## YOUR INSTRUCTIONS
Arrange every line of the material below as a Markdown table, skipping blank lines. Use a column named "Row" for the row number and a column named "Line" for the line itself.

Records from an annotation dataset
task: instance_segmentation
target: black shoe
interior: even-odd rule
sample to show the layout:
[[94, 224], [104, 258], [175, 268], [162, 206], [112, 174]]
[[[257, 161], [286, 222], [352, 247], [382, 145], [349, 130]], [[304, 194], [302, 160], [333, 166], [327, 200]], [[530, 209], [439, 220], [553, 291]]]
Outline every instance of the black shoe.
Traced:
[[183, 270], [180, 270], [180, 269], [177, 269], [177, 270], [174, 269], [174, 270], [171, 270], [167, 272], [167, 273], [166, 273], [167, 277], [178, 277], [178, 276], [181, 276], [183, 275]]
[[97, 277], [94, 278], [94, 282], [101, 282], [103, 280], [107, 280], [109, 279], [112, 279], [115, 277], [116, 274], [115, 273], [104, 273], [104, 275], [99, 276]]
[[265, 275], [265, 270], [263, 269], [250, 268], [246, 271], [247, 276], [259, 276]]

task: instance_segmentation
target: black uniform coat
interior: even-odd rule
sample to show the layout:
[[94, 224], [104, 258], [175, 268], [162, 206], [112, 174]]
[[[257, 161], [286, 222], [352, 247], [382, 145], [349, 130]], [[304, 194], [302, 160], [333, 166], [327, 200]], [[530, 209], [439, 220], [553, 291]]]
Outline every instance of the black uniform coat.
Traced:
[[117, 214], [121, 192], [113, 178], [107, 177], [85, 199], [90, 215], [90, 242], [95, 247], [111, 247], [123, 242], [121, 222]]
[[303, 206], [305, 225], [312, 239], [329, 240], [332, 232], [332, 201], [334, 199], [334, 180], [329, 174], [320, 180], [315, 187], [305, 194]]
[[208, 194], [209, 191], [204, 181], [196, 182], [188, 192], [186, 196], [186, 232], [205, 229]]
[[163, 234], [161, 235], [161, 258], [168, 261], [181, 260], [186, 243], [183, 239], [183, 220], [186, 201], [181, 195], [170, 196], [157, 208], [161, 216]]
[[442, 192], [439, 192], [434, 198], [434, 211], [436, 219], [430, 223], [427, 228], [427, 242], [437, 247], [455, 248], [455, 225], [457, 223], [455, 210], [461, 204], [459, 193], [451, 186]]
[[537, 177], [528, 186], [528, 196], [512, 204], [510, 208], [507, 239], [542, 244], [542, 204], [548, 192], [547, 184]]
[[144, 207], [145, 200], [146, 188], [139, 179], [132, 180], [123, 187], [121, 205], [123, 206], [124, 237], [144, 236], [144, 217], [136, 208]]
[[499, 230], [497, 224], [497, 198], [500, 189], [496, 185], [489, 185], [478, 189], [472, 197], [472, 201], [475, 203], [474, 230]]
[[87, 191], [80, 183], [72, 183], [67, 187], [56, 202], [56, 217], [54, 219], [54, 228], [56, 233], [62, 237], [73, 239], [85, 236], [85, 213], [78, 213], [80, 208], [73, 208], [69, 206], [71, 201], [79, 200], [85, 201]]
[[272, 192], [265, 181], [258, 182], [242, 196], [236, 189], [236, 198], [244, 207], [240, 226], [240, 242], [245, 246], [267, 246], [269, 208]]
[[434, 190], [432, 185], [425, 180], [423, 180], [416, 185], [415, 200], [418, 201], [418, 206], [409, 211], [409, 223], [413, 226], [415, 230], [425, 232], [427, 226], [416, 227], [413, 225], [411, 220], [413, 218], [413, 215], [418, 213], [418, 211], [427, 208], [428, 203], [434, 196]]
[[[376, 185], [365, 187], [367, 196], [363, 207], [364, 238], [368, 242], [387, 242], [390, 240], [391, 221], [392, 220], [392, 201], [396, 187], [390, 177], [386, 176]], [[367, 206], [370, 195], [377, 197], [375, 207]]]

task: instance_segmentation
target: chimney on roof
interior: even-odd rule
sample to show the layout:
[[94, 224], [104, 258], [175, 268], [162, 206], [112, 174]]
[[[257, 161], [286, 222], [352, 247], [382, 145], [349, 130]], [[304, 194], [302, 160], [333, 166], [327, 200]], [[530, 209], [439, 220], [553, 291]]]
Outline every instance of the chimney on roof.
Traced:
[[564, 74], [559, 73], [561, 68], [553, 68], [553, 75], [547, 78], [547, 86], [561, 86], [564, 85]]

## TASK RESULT
| Row | Line |
|---|---|
| 1 | task: instance_segmentation |
| 2 | target: black shoe |
| 3 | interior: even-odd rule |
| 4 | sample to show the layout: |
| 5 | [[94, 224], [104, 258], [175, 268], [162, 206], [112, 174]] |
| 6 | [[[257, 161], [286, 222], [352, 247], [382, 145], [349, 130]], [[304, 194], [302, 160], [333, 166], [327, 200]], [[530, 209], [439, 220], [553, 291]]] |
| 7 | Outline every instance of the black shoe. |
| 8 | Traced: |
| 9 | [[183, 270], [180, 270], [180, 269], [177, 269], [177, 270], [174, 269], [174, 270], [171, 270], [167, 272], [167, 273], [166, 273], [167, 277], [178, 277], [178, 276], [181, 276], [183, 275]] |
| 10 | [[97, 277], [94, 278], [94, 282], [101, 282], [103, 280], [107, 280], [109, 279], [112, 279], [115, 277], [116, 274], [115, 273], [104, 273], [104, 275], [99, 276]] |
| 11 | [[265, 275], [265, 270], [263, 269], [250, 268], [246, 271], [247, 276], [259, 276]] |
| 12 | task: instance_segmentation |
| 13 | target: black uniform coat |
| 14 | interior: even-odd rule |
| 15 | sample to show the layout: |
| 16 | [[94, 224], [104, 258], [175, 268], [162, 206], [112, 174]] |
| 17 | [[[257, 161], [286, 222], [352, 247], [382, 145], [349, 130]], [[304, 194], [302, 160], [333, 166], [327, 200]], [[530, 209], [439, 220], [553, 291]]] |
| 18 | Outline every instance of the black uniform coat. |
| 19 | Traced: |
| 20 | [[117, 214], [121, 192], [113, 178], [107, 177], [85, 199], [90, 215], [90, 242], [95, 247], [111, 247], [123, 242], [121, 222]] |
| 21 | [[303, 206], [305, 225], [312, 239], [329, 240], [332, 232], [332, 201], [334, 199], [334, 180], [329, 174], [320, 180], [315, 187], [305, 194]] |
| 22 | [[208, 194], [209, 191], [204, 181], [196, 182], [188, 192], [186, 196], [186, 232], [205, 229]] |
| 23 | [[163, 234], [161, 235], [161, 258], [168, 261], [181, 260], [186, 243], [183, 239], [183, 220], [186, 201], [181, 195], [170, 196], [157, 208], [161, 216]] |
| 24 | [[442, 192], [439, 192], [434, 198], [434, 211], [436, 219], [430, 223], [427, 228], [427, 242], [437, 247], [455, 248], [455, 225], [457, 223], [455, 210], [461, 204], [459, 193], [451, 186]] |
| 25 | [[537, 177], [528, 186], [528, 196], [512, 204], [510, 208], [507, 239], [542, 244], [542, 204], [548, 192], [547, 184]] |
| 26 | [[144, 207], [145, 200], [146, 188], [139, 179], [132, 180], [123, 187], [121, 205], [123, 206], [124, 237], [144, 236], [144, 217], [136, 208]] |
| 27 | [[499, 230], [497, 224], [497, 198], [500, 189], [496, 185], [489, 185], [478, 189], [472, 197], [472, 201], [475, 203], [474, 230]] |
| 28 | [[87, 191], [80, 183], [72, 183], [67, 187], [56, 202], [56, 217], [54, 219], [54, 228], [56, 233], [62, 237], [73, 239], [85, 236], [85, 213], [78, 213], [80, 208], [73, 208], [69, 206], [71, 201], [79, 200], [85, 201]] |
| 29 | [[272, 192], [265, 181], [258, 182], [242, 196], [236, 189], [236, 198], [244, 207], [240, 226], [240, 242], [245, 246], [267, 246], [269, 208]] |
| 30 | [[434, 190], [432, 185], [425, 180], [423, 180], [416, 185], [415, 200], [418, 201], [418, 206], [409, 211], [409, 223], [413, 226], [415, 230], [425, 232], [427, 226], [416, 227], [413, 225], [411, 220], [413, 218], [413, 215], [418, 213], [418, 211], [427, 208], [428, 203], [434, 196]] |
| 31 | [[[376, 185], [365, 187], [367, 196], [363, 207], [364, 238], [368, 242], [387, 242], [390, 240], [391, 221], [392, 220], [392, 201], [396, 187], [390, 177], [386, 176]], [[367, 206], [370, 195], [377, 197], [375, 207]]] |
| 32 | task: instance_segmentation |
| 33 | target: chimney on roof |
| 34 | interior: even-odd rule |
| 35 | sample to show the layout: |
| 36 | [[94, 224], [104, 258], [175, 268], [162, 206], [112, 174]] |
| 37 | [[[257, 161], [286, 222], [352, 247], [382, 145], [349, 130]], [[304, 194], [302, 160], [333, 166], [327, 200]], [[530, 209], [439, 220], [553, 291]]] |
| 38 | Outline every instance of the chimney on roof. |
| 39 | Traced: |
| 40 | [[564, 74], [559, 73], [561, 68], [553, 68], [553, 75], [547, 78], [547, 86], [561, 86], [564, 85]] |